◆ TASK DIRECTIONS: Reproduce the entries word for word, beginning with the first line and stopping after the line that contains "positive clicks: (1363, 927) (1355, 921)". Include that line.

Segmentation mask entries
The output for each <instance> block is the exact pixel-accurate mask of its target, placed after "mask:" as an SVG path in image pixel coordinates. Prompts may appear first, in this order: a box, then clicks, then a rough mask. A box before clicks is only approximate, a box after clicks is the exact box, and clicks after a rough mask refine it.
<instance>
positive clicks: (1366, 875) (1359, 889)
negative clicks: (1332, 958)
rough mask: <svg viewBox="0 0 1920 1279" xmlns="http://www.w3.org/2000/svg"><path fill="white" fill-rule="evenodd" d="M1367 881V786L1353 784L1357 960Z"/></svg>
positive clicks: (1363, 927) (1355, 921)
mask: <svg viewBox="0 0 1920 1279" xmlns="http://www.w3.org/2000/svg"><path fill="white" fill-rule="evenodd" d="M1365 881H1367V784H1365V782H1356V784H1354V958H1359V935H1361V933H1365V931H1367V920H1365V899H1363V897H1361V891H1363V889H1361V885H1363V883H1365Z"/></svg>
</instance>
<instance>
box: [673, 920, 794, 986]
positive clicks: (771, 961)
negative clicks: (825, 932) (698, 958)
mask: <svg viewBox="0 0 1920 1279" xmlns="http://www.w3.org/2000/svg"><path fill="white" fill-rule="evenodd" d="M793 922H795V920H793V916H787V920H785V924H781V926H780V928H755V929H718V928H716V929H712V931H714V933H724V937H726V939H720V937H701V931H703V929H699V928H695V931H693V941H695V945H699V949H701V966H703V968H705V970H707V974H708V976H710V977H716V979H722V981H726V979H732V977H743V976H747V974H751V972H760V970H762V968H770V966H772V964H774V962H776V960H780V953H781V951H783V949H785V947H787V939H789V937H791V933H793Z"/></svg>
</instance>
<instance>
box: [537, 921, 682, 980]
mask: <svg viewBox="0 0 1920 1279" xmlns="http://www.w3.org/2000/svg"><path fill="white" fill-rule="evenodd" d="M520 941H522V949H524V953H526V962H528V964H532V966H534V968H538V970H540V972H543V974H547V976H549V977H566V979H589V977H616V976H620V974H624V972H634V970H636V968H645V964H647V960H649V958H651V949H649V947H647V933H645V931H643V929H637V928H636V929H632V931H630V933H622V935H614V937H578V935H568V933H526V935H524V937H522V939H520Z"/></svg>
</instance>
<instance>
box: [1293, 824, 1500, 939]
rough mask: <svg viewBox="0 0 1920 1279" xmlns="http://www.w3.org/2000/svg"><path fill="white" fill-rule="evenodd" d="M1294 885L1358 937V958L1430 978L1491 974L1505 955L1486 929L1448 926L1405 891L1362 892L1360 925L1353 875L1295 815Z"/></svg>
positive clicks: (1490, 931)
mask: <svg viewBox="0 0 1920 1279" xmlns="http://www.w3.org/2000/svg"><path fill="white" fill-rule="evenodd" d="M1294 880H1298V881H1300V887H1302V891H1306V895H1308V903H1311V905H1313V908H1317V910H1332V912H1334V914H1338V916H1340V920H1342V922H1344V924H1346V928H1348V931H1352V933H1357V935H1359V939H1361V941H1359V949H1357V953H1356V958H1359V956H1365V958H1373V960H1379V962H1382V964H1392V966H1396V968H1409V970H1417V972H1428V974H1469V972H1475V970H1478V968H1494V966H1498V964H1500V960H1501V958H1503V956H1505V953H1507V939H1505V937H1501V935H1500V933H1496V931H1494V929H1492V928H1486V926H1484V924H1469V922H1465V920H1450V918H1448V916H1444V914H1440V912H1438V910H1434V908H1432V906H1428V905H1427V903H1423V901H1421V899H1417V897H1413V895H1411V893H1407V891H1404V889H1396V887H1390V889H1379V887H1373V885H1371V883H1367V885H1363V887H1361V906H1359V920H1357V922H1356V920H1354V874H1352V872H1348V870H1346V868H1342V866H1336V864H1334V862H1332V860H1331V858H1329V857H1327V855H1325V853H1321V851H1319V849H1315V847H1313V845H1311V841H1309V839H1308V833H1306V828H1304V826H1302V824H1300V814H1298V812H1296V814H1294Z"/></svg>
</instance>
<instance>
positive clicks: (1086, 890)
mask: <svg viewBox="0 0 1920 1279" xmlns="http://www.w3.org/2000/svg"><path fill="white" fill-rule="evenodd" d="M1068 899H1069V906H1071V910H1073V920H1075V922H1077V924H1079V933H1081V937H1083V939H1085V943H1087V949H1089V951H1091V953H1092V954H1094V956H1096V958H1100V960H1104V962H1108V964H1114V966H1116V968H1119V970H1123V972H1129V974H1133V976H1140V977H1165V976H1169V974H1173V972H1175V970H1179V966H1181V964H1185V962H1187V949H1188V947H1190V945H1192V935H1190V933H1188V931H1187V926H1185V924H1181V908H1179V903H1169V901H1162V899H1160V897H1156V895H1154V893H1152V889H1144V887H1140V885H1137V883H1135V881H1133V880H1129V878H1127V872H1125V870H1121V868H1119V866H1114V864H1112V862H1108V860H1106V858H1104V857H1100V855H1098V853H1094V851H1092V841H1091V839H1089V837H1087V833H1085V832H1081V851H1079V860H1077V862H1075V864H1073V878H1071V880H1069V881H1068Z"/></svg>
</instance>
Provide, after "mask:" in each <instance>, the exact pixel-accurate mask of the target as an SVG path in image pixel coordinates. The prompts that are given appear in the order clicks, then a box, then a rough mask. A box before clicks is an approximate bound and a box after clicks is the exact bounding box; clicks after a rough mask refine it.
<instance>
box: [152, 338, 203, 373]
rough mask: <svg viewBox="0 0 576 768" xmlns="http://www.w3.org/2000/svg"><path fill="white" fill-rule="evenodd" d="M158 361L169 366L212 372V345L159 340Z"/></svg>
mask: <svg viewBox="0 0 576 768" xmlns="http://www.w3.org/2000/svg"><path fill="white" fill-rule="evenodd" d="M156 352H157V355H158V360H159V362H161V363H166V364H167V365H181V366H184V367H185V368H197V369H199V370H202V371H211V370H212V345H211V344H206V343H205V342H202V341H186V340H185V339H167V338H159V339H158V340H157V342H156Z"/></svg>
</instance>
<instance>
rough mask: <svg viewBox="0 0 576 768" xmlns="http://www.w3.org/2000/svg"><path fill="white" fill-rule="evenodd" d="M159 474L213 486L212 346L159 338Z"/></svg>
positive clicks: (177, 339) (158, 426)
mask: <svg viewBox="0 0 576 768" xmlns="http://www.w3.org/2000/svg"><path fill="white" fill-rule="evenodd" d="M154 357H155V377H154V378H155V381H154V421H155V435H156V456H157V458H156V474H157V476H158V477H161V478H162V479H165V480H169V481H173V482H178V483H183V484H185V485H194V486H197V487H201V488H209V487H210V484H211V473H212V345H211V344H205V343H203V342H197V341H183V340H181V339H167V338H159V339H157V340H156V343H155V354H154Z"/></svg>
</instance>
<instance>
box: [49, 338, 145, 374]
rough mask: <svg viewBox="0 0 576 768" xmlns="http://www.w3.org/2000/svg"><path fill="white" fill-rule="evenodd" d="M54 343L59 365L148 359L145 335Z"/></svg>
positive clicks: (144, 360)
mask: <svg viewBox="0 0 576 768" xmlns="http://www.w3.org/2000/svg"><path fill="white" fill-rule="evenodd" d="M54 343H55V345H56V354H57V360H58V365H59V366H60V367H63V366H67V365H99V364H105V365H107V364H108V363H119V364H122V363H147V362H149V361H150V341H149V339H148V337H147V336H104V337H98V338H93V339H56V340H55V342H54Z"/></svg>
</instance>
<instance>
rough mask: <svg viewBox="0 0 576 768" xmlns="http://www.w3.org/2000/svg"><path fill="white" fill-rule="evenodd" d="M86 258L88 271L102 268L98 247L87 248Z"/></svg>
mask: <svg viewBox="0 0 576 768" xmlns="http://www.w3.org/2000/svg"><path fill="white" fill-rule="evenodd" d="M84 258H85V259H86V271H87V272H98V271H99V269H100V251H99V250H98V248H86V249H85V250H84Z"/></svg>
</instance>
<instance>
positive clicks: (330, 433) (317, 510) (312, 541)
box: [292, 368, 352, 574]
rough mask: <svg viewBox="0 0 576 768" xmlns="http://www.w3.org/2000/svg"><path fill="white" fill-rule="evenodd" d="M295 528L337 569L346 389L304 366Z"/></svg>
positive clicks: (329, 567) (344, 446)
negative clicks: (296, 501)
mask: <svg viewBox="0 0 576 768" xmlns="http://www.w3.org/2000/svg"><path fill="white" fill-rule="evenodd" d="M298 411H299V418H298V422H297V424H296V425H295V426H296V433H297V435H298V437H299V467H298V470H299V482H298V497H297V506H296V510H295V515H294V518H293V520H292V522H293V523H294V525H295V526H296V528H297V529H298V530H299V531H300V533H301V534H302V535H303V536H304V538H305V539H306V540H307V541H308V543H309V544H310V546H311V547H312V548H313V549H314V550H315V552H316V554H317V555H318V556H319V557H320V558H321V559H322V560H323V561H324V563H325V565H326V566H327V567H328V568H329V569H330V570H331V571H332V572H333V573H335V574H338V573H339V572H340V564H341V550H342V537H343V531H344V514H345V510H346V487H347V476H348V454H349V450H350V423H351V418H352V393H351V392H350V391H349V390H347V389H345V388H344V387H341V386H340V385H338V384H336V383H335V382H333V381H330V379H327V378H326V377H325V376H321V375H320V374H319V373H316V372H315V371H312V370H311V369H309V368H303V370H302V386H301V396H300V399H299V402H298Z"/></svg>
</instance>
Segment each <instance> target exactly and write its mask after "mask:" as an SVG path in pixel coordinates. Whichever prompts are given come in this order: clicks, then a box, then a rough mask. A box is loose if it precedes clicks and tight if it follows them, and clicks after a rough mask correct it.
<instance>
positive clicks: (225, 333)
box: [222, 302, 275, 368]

◆ SOLVED EXERCISE:
The output for each <instance> block is the exact pixel-accurate mask of its target, placed after "mask:" as an SVG path in image pixel coordinates. Prompts may appear first, in this order: a box, then clicks, then a rough mask. A box before clicks is only approximate, a box after clicks is the exact box, and clicks after a rough mask refine it.
<instance>
positive clicks: (1366, 875) (1359, 889)
negative clicks: (1332, 958)
rough mask: <svg viewBox="0 0 1920 1279" xmlns="http://www.w3.org/2000/svg"><path fill="white" fill-rule="evenodd" d="M1367 881V786L1353 784L1357 960Z"/></svg>
positive clicks: (1363, 927) (1355, 921)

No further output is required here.